| EXERCISE AIM |
Search the data below for the word "pale" and copy each line that holds it.

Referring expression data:
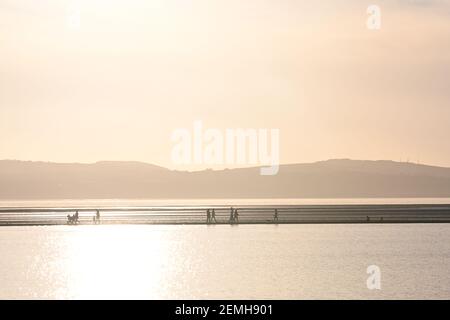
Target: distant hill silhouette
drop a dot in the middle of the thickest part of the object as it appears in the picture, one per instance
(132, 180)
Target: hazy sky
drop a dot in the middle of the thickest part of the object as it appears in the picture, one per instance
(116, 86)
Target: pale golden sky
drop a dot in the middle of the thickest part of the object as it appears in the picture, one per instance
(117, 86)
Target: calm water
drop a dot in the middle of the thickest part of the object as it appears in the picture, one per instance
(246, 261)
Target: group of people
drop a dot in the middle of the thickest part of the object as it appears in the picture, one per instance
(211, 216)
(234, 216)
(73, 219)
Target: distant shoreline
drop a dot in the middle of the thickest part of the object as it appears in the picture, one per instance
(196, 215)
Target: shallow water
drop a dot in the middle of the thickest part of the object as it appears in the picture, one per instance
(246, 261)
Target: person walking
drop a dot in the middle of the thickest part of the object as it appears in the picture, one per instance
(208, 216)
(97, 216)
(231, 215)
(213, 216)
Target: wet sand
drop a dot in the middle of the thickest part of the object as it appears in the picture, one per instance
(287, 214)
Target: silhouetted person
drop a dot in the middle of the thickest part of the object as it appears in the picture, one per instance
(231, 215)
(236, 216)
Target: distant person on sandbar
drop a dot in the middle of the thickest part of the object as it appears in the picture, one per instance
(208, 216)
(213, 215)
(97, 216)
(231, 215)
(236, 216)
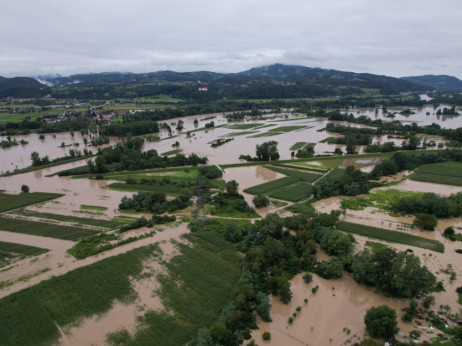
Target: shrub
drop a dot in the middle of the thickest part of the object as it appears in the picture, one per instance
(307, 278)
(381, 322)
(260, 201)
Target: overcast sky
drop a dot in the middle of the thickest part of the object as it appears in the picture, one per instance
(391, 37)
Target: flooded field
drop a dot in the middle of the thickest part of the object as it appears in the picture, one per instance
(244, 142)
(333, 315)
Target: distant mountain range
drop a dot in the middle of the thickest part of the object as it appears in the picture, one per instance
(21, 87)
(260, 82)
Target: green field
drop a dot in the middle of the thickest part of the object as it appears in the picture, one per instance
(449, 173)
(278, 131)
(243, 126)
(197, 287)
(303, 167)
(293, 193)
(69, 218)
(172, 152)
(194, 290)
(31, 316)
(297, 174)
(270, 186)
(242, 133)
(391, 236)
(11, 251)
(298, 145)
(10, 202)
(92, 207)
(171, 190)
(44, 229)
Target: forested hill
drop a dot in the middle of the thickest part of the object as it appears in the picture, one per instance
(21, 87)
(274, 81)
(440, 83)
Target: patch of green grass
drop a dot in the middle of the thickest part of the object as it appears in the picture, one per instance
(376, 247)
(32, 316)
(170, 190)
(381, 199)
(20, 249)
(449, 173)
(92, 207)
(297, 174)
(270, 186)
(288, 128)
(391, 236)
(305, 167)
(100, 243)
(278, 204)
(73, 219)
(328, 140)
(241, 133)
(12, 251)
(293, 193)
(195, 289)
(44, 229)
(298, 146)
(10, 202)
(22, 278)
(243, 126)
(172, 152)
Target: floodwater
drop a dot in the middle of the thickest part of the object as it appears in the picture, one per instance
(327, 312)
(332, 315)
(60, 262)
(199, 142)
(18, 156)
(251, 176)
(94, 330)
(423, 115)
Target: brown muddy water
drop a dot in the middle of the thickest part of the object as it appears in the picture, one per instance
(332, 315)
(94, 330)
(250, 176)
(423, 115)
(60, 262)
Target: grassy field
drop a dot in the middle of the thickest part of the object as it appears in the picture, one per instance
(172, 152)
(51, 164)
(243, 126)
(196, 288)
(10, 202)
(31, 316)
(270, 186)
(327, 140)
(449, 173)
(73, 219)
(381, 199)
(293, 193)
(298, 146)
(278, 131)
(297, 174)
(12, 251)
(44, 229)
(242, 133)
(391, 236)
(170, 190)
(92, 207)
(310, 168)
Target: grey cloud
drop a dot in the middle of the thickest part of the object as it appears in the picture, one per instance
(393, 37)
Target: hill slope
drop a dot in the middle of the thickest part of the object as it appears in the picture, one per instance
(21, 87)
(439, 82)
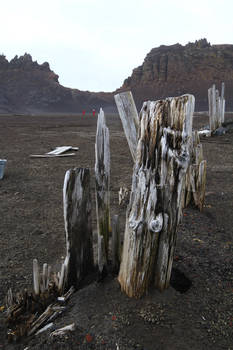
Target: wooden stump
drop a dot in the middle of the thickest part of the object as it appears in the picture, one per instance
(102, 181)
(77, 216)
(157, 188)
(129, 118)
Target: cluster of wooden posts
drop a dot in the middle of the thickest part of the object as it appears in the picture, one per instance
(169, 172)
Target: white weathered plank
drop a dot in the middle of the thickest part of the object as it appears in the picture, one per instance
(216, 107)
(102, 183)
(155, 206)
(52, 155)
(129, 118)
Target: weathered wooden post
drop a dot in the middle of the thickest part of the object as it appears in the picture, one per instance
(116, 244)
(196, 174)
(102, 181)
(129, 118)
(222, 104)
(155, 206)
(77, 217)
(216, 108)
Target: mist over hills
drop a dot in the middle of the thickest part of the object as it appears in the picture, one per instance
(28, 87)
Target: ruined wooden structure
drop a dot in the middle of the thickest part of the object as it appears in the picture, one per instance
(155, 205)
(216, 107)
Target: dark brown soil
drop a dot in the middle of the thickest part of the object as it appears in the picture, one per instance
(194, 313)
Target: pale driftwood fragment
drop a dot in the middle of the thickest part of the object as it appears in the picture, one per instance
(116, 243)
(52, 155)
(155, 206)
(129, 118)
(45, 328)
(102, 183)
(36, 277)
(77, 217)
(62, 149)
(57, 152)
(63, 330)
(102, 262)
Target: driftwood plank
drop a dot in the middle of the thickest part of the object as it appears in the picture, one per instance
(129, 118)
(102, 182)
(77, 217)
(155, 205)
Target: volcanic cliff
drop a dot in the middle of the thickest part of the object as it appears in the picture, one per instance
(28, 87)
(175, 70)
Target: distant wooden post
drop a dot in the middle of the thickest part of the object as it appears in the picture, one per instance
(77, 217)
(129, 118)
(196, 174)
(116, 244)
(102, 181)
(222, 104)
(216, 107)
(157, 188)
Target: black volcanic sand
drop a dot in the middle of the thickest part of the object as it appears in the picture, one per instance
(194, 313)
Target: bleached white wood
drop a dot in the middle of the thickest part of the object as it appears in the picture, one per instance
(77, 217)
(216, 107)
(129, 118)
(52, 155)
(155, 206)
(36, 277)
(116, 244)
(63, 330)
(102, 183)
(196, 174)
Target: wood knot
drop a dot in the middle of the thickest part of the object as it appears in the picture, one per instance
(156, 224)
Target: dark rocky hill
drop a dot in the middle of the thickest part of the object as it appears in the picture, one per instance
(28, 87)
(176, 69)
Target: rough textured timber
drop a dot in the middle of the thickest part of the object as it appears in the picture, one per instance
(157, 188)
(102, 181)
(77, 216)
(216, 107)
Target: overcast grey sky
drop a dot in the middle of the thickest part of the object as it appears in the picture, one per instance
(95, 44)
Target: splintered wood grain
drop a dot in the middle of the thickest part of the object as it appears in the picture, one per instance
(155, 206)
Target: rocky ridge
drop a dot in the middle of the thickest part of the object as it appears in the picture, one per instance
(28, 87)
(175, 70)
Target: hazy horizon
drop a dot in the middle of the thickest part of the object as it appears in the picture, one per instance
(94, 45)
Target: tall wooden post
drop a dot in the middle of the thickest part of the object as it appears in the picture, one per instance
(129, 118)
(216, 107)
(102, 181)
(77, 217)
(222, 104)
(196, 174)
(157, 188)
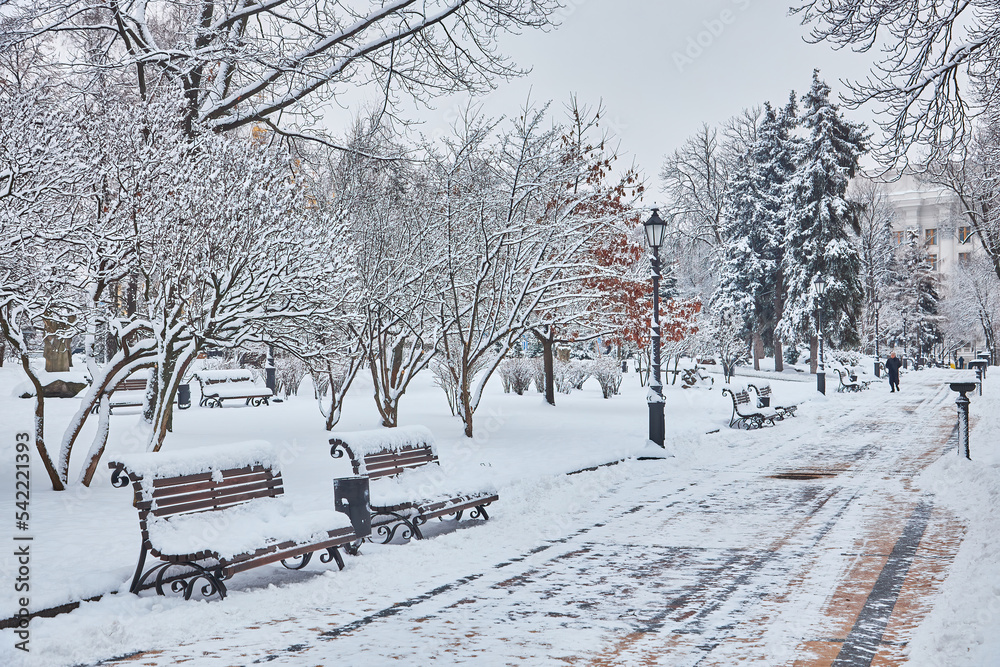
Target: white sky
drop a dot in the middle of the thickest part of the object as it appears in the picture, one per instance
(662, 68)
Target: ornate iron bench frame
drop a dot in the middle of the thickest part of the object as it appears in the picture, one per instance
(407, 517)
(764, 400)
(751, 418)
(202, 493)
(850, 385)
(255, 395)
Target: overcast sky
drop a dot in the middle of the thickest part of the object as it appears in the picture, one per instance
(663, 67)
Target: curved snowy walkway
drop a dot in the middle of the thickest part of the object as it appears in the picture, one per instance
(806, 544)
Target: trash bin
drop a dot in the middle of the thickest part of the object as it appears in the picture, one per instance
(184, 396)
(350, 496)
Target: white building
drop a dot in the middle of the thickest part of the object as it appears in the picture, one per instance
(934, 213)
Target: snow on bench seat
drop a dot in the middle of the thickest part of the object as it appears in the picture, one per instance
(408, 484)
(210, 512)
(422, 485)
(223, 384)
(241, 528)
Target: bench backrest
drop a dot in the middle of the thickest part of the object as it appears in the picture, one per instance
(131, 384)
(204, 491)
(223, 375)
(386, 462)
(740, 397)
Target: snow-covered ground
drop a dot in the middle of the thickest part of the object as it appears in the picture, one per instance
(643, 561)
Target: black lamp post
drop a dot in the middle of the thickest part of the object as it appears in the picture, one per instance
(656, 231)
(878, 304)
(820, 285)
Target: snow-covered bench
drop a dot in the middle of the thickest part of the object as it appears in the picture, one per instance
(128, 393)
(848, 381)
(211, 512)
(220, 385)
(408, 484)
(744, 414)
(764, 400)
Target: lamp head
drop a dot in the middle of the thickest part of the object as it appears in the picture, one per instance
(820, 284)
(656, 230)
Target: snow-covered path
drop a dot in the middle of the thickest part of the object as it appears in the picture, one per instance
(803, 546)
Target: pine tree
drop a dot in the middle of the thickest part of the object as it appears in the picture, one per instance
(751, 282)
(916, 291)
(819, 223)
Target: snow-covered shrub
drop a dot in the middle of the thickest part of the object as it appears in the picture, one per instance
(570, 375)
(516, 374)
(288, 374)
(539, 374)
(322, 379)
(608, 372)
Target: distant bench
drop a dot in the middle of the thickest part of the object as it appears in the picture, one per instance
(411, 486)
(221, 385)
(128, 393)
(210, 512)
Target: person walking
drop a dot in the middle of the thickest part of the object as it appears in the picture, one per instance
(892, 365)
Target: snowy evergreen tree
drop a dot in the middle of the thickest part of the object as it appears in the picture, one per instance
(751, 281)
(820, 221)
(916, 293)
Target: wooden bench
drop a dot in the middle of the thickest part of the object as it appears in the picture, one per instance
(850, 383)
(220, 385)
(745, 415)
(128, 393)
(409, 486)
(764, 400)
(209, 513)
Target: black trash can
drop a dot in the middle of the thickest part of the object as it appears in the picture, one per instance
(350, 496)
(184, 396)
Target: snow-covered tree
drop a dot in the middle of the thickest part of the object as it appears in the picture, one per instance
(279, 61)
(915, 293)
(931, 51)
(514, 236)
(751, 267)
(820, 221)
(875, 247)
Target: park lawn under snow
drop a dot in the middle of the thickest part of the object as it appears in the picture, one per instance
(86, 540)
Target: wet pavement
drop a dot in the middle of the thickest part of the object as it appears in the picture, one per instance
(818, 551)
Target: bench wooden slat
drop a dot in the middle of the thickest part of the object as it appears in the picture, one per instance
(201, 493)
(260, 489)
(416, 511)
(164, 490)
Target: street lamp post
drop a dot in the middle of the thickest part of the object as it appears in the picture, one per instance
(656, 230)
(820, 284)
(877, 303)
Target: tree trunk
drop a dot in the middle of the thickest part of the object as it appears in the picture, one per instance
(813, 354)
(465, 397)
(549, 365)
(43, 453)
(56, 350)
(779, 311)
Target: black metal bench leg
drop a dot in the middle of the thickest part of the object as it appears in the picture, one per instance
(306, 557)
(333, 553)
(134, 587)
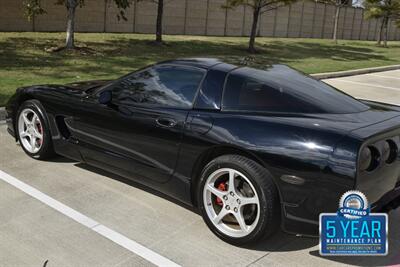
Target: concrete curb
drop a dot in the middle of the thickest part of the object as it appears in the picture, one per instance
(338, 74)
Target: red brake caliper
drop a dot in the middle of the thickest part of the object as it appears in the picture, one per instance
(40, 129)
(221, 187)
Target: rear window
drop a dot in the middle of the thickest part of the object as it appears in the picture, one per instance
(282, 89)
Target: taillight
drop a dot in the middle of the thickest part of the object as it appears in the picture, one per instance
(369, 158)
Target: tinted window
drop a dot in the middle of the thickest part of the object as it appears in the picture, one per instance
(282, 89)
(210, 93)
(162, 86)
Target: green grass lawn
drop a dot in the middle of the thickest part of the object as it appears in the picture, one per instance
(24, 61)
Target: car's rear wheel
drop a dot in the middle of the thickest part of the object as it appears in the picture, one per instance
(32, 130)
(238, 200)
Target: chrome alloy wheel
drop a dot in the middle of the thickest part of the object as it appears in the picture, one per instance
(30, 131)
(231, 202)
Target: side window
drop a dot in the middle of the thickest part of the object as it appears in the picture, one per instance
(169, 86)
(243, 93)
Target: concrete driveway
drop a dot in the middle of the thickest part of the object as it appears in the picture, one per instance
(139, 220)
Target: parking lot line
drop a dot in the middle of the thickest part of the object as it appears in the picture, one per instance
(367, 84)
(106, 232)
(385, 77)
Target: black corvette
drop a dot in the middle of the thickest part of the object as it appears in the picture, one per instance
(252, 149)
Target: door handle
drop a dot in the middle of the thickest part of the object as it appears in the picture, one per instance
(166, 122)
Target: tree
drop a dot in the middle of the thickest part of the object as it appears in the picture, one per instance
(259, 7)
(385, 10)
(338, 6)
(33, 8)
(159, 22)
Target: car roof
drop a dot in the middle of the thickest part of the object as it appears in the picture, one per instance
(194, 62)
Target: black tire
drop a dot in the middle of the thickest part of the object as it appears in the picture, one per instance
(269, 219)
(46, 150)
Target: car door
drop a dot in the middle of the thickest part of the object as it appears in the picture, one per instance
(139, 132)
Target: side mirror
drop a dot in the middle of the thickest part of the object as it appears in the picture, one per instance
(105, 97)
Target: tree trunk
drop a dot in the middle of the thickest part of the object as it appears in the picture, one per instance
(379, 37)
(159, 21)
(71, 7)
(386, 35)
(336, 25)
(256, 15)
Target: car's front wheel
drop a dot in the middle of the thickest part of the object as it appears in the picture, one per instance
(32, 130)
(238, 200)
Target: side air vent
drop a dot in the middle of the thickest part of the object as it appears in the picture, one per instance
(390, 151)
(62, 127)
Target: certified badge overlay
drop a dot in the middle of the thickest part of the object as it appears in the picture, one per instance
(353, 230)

| RESULT OF THE TASK |
Target: pale golden sky
Target: pale driftwood fragment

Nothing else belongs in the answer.